-- START DATA --

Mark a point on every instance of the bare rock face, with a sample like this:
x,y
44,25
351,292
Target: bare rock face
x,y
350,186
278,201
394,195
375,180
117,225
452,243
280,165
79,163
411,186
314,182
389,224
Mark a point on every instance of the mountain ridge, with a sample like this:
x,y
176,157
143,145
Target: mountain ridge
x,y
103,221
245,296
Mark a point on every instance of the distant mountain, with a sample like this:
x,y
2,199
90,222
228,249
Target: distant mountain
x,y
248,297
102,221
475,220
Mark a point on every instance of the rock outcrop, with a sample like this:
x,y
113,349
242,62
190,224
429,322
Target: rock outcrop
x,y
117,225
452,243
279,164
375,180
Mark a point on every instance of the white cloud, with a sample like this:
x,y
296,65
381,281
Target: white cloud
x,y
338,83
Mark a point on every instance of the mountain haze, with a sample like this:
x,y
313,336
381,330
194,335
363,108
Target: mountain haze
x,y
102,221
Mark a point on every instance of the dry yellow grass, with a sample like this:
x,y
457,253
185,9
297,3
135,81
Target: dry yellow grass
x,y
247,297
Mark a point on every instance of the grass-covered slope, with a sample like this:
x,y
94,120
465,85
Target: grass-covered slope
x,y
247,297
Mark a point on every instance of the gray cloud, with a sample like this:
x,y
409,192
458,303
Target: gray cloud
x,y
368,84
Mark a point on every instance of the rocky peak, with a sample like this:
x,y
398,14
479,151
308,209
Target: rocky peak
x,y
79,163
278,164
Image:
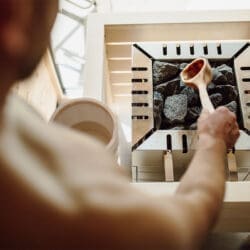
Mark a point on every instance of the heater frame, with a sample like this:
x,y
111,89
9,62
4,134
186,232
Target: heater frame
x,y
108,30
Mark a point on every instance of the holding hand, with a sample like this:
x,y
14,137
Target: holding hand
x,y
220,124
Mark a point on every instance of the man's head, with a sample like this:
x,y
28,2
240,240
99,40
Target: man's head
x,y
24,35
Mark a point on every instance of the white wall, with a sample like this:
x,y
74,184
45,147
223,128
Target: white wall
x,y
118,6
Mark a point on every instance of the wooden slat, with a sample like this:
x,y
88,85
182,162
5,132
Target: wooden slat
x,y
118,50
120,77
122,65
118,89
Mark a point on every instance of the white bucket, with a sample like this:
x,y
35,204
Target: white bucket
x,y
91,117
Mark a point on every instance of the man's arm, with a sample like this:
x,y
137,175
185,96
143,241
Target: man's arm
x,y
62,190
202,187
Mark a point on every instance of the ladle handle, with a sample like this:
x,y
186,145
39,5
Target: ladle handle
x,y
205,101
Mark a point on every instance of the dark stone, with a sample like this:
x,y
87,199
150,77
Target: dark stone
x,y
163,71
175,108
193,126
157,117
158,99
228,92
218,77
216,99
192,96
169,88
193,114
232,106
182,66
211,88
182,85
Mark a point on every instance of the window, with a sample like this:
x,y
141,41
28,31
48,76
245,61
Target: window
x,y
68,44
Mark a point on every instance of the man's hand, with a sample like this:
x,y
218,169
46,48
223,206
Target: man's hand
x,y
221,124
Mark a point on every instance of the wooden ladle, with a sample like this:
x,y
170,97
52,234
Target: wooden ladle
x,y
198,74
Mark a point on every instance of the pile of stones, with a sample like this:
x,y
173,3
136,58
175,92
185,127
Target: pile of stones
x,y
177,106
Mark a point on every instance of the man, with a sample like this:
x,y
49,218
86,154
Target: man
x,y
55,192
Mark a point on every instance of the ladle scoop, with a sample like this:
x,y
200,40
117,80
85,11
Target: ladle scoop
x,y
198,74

-- END DATA --
-- START DATA --

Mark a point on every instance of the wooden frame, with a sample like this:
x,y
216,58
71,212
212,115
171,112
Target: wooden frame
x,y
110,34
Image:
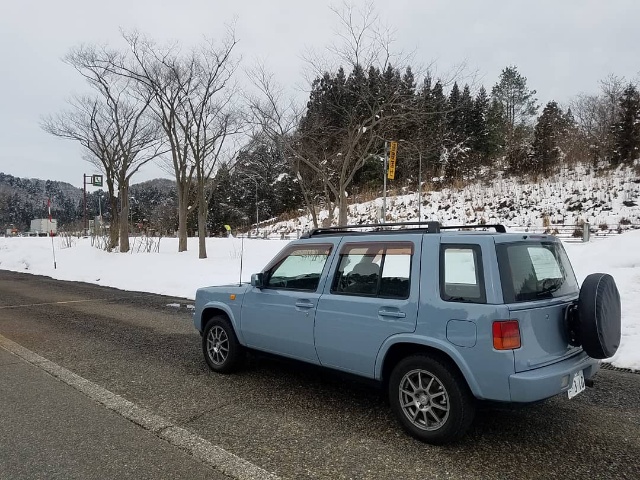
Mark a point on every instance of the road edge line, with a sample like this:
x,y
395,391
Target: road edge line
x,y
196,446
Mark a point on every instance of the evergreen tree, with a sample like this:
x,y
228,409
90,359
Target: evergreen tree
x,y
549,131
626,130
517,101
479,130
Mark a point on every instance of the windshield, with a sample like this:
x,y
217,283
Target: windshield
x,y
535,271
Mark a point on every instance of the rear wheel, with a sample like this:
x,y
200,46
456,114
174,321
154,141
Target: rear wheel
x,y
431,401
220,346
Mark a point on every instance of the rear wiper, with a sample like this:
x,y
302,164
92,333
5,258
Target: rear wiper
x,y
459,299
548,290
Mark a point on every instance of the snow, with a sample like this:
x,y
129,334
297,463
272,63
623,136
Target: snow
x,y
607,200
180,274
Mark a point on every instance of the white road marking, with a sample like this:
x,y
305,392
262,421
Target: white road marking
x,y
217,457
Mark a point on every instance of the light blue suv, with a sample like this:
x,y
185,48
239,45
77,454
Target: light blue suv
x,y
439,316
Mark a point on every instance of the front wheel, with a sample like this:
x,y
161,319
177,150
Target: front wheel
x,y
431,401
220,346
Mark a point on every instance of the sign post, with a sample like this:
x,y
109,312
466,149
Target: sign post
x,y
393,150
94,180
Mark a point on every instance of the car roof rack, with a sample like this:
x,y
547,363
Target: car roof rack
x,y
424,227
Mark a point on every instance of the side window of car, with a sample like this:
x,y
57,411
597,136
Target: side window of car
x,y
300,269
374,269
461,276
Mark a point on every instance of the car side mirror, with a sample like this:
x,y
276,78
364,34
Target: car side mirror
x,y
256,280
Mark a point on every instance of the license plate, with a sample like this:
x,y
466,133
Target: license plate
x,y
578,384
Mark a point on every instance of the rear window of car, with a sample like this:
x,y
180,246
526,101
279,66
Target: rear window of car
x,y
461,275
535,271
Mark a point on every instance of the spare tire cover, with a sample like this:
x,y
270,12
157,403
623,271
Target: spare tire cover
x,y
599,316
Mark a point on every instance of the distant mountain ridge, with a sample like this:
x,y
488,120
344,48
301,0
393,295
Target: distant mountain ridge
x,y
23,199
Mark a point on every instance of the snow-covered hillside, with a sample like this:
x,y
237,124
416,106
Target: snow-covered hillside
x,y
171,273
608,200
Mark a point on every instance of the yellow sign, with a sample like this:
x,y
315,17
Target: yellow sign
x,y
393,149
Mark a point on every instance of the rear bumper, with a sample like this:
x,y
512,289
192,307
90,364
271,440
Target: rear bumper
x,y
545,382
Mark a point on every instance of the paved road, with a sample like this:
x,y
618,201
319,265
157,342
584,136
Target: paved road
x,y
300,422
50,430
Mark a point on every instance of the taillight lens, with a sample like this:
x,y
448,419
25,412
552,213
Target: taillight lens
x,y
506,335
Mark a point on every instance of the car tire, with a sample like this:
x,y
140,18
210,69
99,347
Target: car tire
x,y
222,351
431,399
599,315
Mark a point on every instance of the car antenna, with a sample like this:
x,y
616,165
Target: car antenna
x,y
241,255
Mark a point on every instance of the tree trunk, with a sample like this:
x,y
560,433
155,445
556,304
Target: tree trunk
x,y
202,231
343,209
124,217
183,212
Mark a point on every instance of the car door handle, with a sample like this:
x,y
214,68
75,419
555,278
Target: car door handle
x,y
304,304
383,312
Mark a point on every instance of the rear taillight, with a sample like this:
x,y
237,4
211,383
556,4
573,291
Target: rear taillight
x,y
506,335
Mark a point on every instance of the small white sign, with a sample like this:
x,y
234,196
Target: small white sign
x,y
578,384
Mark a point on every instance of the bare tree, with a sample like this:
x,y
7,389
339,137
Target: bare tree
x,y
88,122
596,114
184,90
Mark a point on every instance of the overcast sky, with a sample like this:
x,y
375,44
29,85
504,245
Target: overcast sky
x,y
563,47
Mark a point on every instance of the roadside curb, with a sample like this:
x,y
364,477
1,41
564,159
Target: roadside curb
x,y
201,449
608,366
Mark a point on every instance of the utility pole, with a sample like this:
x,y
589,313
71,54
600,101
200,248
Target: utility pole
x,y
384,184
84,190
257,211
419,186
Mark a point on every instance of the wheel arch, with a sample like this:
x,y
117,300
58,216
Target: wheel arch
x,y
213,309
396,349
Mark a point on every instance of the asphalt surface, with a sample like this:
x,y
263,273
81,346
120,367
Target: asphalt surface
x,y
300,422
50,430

-- END DATA --
-- START DATA --

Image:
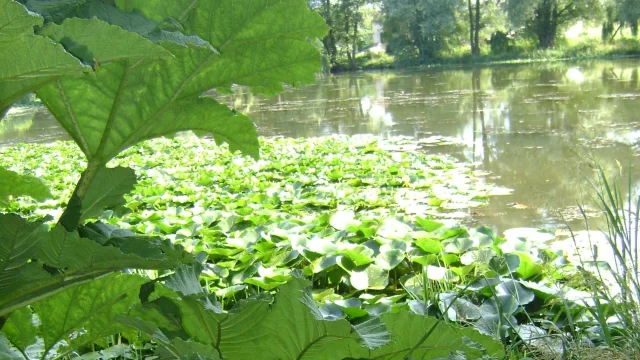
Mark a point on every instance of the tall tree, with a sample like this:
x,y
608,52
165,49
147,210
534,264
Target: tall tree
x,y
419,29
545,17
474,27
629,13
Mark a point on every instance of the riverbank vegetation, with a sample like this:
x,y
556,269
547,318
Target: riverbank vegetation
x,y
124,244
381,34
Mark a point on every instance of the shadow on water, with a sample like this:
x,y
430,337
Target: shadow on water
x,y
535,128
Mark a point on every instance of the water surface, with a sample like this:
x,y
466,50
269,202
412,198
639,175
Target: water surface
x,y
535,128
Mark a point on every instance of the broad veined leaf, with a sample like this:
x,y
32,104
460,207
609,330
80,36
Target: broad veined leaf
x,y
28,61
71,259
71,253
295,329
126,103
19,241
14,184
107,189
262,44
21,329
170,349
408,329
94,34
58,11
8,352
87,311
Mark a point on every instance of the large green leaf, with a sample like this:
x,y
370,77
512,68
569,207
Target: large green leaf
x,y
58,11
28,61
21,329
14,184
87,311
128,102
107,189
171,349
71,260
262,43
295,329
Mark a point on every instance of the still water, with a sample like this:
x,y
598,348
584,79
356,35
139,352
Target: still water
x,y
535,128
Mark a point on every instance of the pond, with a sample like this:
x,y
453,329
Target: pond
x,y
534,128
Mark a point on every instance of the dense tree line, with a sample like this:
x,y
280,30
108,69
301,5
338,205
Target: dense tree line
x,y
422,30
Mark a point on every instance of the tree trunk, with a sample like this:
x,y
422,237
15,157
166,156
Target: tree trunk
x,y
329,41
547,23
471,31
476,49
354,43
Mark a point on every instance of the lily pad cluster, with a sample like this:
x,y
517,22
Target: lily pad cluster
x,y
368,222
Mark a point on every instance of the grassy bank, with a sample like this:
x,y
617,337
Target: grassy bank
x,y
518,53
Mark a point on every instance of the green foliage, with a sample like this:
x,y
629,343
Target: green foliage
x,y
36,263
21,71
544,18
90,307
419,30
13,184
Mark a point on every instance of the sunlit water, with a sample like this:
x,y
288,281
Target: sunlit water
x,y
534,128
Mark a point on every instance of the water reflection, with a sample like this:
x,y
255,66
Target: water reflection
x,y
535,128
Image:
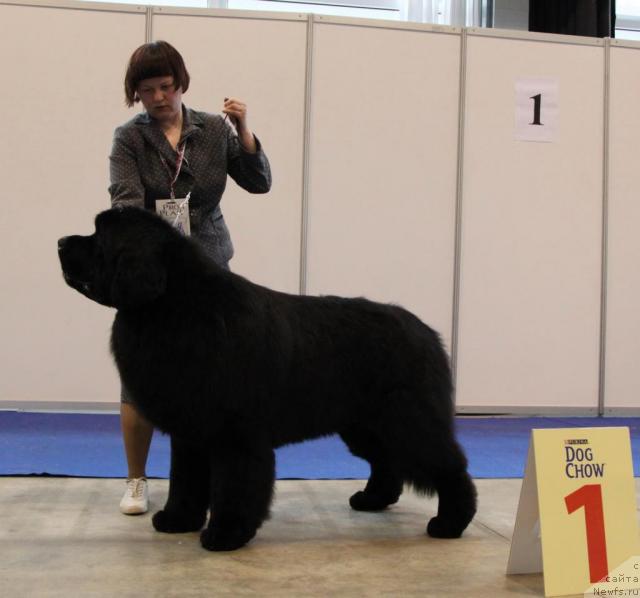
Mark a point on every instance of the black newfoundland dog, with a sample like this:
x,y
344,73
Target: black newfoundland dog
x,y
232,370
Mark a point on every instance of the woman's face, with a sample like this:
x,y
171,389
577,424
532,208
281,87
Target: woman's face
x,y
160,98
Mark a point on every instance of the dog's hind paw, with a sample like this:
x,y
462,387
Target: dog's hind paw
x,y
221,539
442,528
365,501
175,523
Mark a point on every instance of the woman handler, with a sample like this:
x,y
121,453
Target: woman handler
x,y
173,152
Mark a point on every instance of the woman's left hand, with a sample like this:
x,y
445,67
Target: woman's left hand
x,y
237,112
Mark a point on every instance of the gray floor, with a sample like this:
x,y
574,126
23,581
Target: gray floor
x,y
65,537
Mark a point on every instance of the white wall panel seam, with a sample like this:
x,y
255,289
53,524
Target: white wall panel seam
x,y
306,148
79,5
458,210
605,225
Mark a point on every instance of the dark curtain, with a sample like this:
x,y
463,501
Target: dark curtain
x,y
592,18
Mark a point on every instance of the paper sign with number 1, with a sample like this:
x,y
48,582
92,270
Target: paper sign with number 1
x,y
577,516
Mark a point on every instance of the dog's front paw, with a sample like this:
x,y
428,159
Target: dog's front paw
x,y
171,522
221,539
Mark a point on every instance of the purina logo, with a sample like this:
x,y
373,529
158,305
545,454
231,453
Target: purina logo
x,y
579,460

-- END DATA --

## WRITTEN TASK
Pull out each line of the entries above that contains the word "utility".

## THE RESULT
Mark a point on every instance of the utility pole, with a sample like this:
Target: utility pole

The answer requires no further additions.